====== Source excerpt
Re: [DISCUSS] Developing an "Arrow Compute IR [Intermediate Representation]" to decouple language front ends from Arrow-native compute engines

Julian Hyde Thu, 05 Aug 2021 10:59:37 -0700

Wes,

Thanks for this. I’ve added comments to the doc and to the PR.


The biggest surprise is that this language does full relational operations. I 
was expecting that it would do fragments of the operations. Consider join. A 
distributed hybrid hash join needs to partition rows into output buffers based 
on a hash key, build hash tables, probe into hash tables, scan hash tables for 
untouched “outer”rows, and so forth.

I see Arrow’s compute as delivering each of those operations, working on 
perhaps a batch at a time, or a sequence of batches, with some other system 
coordinating those tasks. So I would expect to see Arrow’s compute language 
mainly operating on batches rather than a table abstraction.
============
| Tasks to perform |
1. Update the post about Arrow compute between "Re: [DISCUSS] Developing" and "and so forth.", inclusive, putting "lookup tables" wherever "hash tables" appears.
2. Answer these about the Arrow compute post:
(a) To whom is the message addressed?
(b) Where did the writer add comments?
(c) What does the writer expect Arrow's compute language to mainly operate on?
3. Resume the mailing-list post about the Arrow compute language, starting after its last sentence.
The material after this point comes from a separate source.
====== Given material
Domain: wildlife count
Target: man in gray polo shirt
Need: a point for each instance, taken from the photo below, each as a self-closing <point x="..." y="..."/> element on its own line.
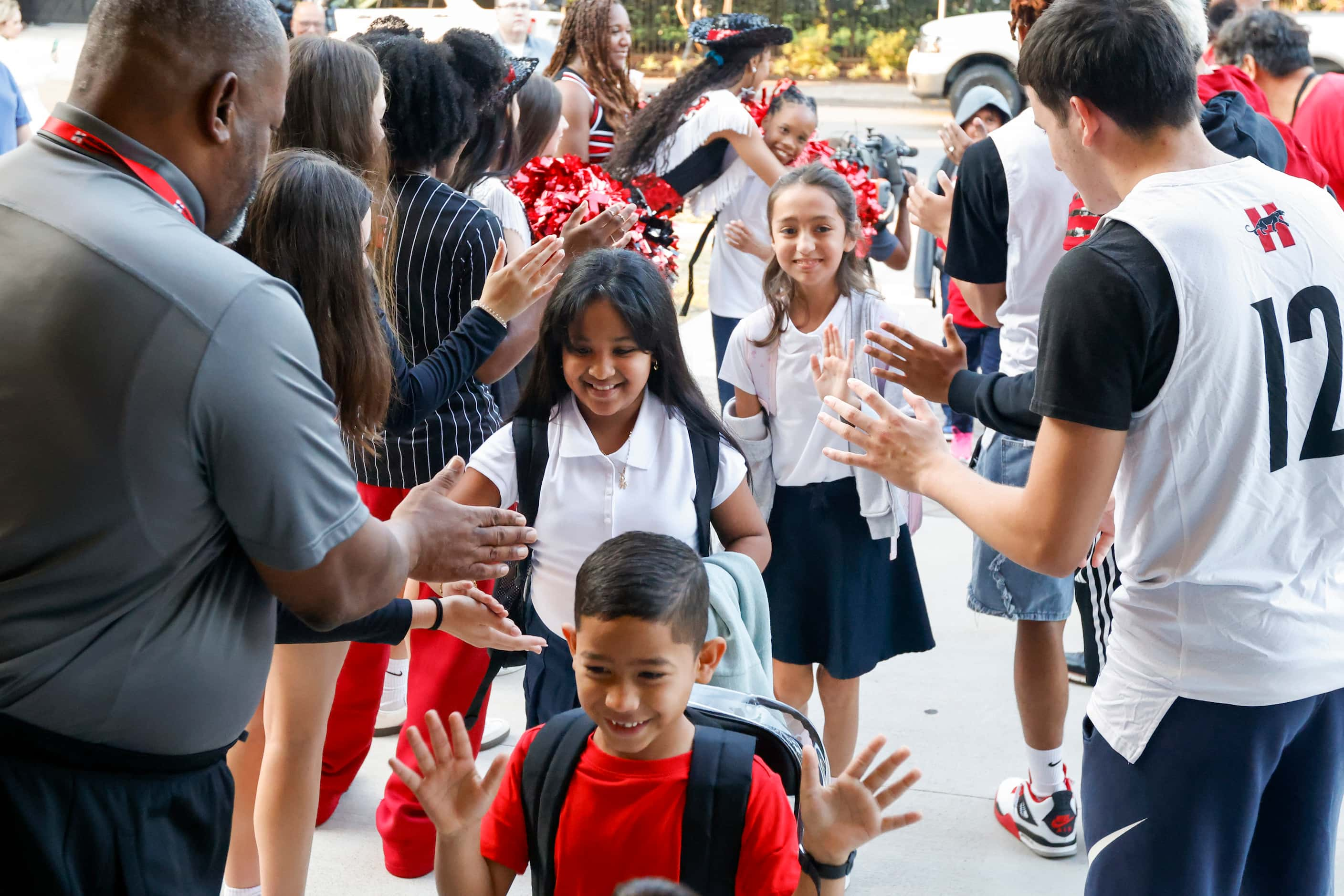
<point x="168" y="458"/>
============
| Answers to the exercises |
1.
Re: [DISCUSS] Developing an "Arrow Compute IR [Intermediate Representation]" to decouple language front ends from Arrow-native compute engines

Julian Hyde Thu, 05 Aug 2021 10:59:37 -0700

Wes,

Thanks for this. I’ve added comments to the doc and to the PR.


The biggest surprise is that this language does full relational operations. I 
was expecting that it would do fragments of the operations. Consider join. A 
distributed hybrid hash join needs to partition rows into output buffers based 
on a hash key, build lookup tables, probe into lookup tables, scan lookup tables for 
untouched “outer”rows, and so forth.

2.
(a) Wes.
(b) To the doc and to the PR.
(c) Batches, rather than a table abstraction.

3.
Julian


> On Aug 2, 2021, at 5:16 PM, Wes McKinney <wesmck...@gmail.com> wrote:
> 
> hi folks,
> 
> This idea came up in passing in the past -- given that there are
> multiple independent efforts to develop Arrow-native query engines
> (and surely many more to come), it seems like it would be valuable to
> have a way to enable user languages (like Java, Python, R, or Rust,
> for example) to communicate with backend computing engines (like
> DataFusion, or new computing capabilities being built in the Arrow C++
> library) in a fashion that is "lower-level" than SQL and specialized
> to Arrow's type system. So rather than leaving it to a SQL parser /
> analyzer framework to generate an expression tree of relational
> operators and then translate that to an Arrow-native compute-engine's
> internal grammer, a user framework could provide the desired
> Arrow-native expression tree / data manipulations directly and skip
> the SQL altogether.
> 
> The idea of creating a "serialized intermediate representation (IR)"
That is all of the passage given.